> [Task description] Copy every line from the one containing "block you can see." through the last line of the records below, both included, and nothing else.
--
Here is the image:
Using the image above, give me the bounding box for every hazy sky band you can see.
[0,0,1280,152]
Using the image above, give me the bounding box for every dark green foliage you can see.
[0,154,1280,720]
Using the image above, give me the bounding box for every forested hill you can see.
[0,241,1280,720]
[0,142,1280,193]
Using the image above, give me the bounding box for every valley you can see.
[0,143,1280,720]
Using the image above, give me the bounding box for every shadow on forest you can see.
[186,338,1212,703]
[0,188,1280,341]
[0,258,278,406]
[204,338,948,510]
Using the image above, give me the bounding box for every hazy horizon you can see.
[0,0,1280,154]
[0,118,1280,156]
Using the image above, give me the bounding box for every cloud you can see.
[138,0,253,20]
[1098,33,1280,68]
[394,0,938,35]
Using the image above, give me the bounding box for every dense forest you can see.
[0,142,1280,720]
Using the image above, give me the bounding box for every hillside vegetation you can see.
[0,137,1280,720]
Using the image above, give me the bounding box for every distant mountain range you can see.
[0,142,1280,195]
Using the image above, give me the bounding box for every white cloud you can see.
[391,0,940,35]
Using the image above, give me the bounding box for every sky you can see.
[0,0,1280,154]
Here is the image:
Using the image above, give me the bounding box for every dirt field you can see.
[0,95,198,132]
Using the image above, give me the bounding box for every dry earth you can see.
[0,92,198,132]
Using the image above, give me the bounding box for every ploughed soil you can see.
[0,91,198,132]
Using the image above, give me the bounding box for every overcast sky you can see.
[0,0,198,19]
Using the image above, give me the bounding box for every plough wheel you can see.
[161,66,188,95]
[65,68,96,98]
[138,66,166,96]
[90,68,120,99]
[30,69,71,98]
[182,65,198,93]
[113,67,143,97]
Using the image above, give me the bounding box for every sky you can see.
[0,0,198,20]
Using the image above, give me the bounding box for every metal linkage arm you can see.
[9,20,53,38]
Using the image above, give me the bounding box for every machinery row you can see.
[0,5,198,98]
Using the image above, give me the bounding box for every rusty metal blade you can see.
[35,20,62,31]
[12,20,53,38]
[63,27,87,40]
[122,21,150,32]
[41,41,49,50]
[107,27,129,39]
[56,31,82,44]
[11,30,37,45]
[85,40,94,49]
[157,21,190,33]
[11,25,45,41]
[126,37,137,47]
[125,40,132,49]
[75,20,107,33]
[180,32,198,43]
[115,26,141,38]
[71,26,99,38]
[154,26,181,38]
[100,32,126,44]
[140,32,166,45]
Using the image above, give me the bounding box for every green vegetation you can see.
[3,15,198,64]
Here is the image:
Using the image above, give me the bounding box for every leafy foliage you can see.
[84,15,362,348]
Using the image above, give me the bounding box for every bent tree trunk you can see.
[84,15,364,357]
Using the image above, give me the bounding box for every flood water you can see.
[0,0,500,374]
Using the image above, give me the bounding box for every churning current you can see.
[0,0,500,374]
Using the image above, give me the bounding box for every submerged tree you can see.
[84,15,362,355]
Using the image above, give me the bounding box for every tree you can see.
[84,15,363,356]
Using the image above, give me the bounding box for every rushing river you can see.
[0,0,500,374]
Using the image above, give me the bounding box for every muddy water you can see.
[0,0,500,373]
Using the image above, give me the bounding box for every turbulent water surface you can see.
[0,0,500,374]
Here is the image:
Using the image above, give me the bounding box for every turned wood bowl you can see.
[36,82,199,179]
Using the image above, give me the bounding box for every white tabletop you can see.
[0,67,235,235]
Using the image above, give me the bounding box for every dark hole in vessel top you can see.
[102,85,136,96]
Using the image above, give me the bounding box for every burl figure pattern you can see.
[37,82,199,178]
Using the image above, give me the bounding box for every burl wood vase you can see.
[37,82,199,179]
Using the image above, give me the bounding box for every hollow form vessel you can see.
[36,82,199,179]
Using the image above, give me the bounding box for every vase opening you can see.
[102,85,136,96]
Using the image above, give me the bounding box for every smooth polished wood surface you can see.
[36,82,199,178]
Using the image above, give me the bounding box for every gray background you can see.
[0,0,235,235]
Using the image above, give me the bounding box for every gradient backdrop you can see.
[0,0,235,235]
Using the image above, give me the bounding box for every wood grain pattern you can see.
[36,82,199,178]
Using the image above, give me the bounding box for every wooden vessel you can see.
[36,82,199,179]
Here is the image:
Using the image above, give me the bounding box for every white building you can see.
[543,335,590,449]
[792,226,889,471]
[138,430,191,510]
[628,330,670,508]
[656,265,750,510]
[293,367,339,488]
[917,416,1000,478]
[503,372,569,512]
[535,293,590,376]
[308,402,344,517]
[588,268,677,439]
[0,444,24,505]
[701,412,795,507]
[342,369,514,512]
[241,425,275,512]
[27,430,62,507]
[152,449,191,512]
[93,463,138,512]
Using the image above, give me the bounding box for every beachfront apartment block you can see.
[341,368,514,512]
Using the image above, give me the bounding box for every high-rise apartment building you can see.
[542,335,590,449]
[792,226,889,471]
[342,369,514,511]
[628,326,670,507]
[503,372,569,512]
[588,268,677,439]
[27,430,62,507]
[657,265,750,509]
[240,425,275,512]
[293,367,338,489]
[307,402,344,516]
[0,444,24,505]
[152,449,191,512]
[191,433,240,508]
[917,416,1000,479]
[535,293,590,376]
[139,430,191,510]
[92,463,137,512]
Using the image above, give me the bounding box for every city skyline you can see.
--
> [Task output]
Using the image above, give me the bounding box for every beachfront apartment block you can see.
[341,368,514,512]
Using the image above, give me the bounding box for every high-rise apartment building you can see.
[542,335,590,449]
[792,226,889,471]
[342,369,514,511]
[628,326,670,507]
[503,372,569,512]
[588,268,677,439]
[27,430,62,507]
[657,265,750,509]
[240,425,275,512]
[293,367,338,489]
[307,402,344,516]
[0,444,24,505]
[152,449,191,512]
[191,433,240,508]
[917,416,1000,479]
[535,293,590,376]
[139,430,191,510]
[92,463,137,512]
Using the image above, give me the bounding box for every city skyline you can see.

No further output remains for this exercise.